• **SHORT PROBLEM**:
Duplicate the records from the line containing "Could you please locate the bright" through the line containing "[0,343,249,500]", both included, with every line unchanged.

• **DATA RECORDS**:
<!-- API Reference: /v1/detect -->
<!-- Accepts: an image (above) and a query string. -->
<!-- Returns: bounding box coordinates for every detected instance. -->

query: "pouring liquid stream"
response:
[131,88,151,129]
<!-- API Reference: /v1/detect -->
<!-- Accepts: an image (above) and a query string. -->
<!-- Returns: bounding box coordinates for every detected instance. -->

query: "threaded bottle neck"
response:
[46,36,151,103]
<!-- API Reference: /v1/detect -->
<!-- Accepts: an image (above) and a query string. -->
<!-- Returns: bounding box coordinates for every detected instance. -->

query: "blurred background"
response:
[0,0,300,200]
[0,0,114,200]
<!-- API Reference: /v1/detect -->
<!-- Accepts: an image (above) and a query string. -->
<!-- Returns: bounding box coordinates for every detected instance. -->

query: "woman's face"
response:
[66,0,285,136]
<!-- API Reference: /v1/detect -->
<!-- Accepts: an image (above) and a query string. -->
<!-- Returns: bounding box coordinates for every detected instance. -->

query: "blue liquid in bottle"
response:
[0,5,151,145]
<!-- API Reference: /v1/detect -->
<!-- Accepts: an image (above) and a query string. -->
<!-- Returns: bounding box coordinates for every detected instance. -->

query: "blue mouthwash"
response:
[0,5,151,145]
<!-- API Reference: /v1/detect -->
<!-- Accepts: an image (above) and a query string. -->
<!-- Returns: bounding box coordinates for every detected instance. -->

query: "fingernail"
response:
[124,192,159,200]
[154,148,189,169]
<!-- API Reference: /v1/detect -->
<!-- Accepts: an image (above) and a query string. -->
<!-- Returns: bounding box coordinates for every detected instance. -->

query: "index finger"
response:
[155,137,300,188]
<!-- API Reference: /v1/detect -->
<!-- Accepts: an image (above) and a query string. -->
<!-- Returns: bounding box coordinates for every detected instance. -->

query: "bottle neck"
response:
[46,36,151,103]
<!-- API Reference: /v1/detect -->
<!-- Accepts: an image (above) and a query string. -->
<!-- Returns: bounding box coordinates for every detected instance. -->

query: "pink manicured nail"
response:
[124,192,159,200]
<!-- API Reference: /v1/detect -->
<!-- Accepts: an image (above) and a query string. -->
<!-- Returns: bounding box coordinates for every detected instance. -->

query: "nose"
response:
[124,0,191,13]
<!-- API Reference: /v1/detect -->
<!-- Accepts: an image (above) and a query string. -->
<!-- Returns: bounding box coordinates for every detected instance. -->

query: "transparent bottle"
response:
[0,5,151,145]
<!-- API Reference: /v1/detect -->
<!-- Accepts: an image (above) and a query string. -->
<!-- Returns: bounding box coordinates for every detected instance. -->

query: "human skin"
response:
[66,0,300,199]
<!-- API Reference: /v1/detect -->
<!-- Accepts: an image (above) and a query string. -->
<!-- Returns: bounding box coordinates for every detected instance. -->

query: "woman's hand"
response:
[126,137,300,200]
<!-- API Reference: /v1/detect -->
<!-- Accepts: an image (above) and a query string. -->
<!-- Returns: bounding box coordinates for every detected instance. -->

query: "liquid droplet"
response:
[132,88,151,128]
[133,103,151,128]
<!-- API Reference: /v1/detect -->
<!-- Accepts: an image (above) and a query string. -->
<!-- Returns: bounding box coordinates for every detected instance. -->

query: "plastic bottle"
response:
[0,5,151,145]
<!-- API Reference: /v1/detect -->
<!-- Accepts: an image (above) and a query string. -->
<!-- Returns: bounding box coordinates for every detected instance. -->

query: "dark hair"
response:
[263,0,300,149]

--

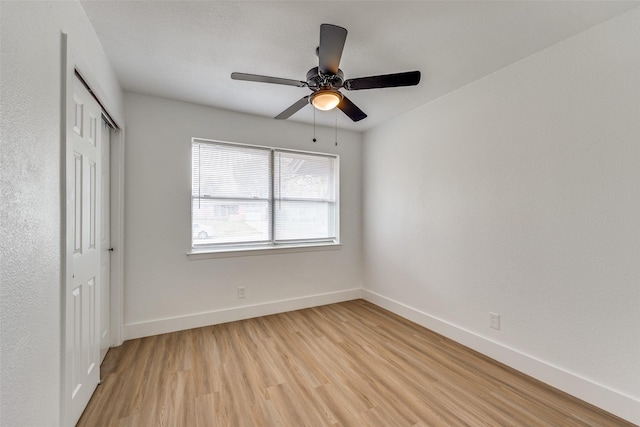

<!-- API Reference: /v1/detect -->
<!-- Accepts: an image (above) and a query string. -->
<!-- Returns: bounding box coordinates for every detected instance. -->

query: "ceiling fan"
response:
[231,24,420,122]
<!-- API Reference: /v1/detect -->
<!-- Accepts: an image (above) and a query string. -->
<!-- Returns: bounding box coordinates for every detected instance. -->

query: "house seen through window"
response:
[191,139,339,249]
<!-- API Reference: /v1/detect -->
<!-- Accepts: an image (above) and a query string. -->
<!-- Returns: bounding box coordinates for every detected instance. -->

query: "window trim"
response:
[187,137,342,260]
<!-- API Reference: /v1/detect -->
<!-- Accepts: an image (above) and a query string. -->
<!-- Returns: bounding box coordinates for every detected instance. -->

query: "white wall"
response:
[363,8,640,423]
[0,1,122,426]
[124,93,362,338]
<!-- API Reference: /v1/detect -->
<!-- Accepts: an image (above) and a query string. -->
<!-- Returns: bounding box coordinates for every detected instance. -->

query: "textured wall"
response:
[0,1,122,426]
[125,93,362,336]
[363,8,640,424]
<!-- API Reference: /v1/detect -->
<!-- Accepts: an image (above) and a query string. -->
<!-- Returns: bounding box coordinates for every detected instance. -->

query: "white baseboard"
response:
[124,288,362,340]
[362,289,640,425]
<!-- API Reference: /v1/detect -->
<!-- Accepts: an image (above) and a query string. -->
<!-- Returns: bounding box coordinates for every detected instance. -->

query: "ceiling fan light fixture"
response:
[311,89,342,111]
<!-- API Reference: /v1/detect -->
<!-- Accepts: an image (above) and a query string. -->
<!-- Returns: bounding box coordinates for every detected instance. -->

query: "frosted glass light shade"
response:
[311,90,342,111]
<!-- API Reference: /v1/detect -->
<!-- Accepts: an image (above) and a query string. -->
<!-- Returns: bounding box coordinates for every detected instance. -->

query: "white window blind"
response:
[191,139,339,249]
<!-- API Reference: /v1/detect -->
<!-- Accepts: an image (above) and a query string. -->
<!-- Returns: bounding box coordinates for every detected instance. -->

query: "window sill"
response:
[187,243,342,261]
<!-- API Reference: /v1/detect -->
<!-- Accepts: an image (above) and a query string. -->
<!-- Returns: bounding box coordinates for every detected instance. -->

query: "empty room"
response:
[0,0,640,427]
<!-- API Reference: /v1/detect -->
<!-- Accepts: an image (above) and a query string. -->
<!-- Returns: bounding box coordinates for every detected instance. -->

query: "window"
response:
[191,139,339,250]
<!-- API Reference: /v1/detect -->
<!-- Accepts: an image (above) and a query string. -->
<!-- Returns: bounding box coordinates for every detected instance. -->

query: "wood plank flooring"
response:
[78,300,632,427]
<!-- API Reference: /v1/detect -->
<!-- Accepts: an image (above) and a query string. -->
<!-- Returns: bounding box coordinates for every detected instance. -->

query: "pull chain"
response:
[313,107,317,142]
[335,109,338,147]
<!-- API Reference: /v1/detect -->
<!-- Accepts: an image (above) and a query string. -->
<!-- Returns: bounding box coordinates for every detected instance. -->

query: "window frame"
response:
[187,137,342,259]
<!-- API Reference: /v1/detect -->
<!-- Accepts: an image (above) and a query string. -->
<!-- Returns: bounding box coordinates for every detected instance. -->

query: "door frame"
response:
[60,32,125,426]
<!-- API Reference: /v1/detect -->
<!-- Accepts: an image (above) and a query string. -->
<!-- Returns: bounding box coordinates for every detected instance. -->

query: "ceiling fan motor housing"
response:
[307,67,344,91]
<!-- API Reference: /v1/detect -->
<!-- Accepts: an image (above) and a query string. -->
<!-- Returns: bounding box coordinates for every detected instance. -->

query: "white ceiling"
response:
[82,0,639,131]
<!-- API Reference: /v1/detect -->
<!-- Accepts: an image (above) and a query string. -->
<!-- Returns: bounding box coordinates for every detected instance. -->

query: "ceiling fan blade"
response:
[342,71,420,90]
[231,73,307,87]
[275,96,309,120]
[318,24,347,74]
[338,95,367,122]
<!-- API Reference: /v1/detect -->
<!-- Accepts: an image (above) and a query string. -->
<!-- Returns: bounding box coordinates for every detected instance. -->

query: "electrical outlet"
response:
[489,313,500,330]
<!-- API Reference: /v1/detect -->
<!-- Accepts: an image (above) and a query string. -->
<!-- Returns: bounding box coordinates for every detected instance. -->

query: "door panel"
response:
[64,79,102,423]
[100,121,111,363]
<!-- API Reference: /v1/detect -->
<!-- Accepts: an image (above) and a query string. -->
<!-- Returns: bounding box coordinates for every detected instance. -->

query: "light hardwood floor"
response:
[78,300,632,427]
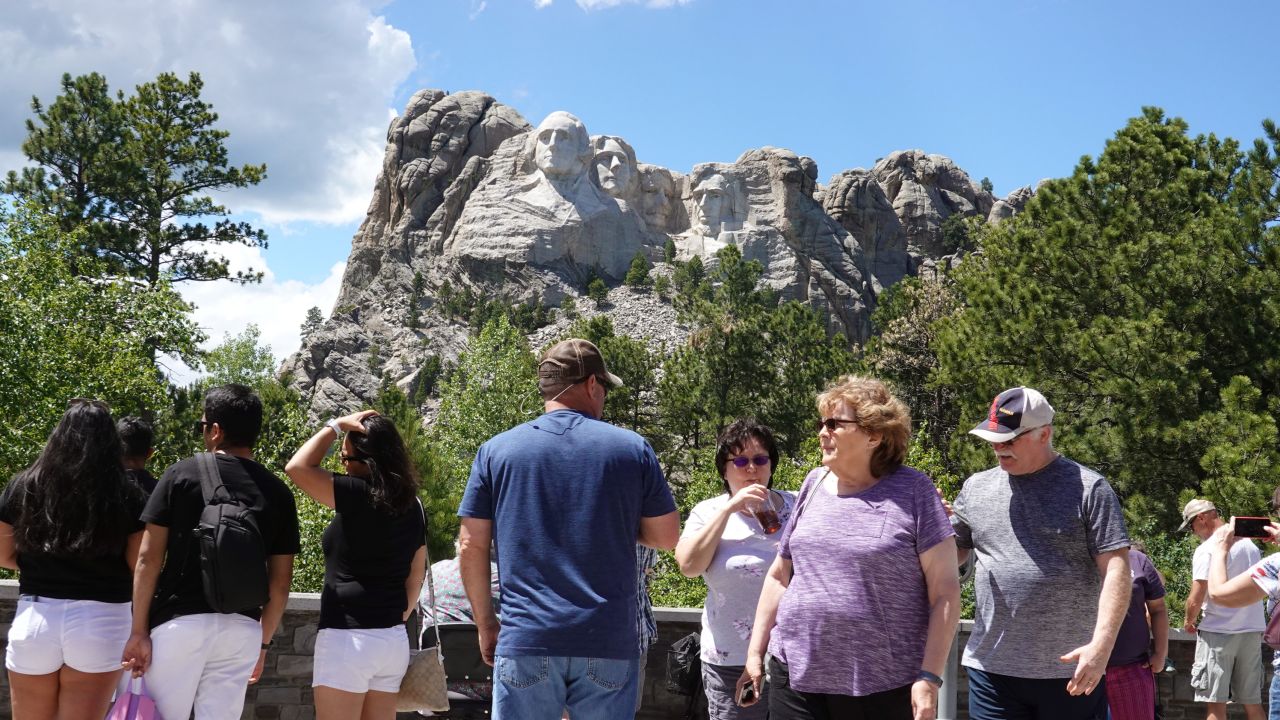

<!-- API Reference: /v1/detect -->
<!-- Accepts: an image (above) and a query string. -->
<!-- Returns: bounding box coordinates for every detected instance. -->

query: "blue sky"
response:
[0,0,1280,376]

==

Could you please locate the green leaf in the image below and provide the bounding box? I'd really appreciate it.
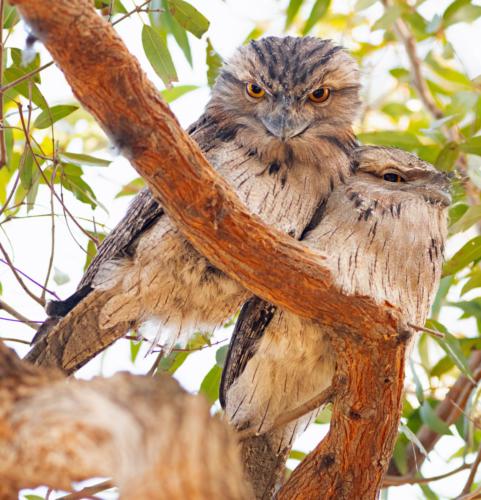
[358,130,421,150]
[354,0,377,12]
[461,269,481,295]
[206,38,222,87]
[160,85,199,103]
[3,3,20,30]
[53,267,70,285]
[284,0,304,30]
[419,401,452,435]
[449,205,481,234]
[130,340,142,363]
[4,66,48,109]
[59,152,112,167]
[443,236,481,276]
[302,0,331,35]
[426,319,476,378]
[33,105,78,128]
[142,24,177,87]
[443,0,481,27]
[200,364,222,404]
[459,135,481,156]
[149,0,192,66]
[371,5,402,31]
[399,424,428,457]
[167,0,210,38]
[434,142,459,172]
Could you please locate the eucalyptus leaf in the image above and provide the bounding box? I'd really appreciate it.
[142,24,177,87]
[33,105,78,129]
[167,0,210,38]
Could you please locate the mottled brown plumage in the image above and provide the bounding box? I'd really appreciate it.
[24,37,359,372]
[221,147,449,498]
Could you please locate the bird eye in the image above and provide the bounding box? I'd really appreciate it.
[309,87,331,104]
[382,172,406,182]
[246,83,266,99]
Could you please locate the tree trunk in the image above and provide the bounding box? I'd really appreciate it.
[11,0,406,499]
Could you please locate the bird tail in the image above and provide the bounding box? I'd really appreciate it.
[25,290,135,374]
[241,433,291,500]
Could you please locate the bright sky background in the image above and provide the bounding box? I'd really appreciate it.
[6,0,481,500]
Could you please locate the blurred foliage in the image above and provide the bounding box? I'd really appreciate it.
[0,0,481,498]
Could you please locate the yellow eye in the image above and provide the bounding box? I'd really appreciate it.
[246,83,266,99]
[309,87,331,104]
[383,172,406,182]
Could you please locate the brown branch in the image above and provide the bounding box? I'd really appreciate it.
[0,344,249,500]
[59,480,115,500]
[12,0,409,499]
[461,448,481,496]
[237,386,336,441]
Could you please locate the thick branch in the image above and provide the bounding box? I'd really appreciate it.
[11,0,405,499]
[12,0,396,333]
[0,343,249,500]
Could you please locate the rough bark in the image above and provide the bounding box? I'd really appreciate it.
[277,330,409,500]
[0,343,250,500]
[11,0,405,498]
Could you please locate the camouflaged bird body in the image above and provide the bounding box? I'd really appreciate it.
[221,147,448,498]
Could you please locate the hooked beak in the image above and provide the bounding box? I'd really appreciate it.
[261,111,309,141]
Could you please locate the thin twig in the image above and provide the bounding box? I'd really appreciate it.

• **COMPLETE RESPONSE**:
Could you please locate the bright sky background in the image above and provide the bounding box? I'd really appreciate it.
[6,0,481,500]
Could you please locate the blurred foliage in the image above and provide the bounding box? I'd really appreciate it.
[0,0,481,498]
Could you please locate the yellow eye in the image above and provide the bounding box? I'd really appreciate it.
[246,83,266,99]
[309,87,331,104]
[383,172,406,182]
Could you please locate the brown branch in the image above and provide the bounding box? I'd really appreciate it.
[0,344,249,500]
[59,480,115,500]
[12,0,409,499]
[461,448,481,496]
[237,386,336,441]
Could you please locate the thick branch in the image above and provide the bounding box? I'd really appreciate it.
[11,0,405,499]
[12,0,396,333]
[0,343,249,500]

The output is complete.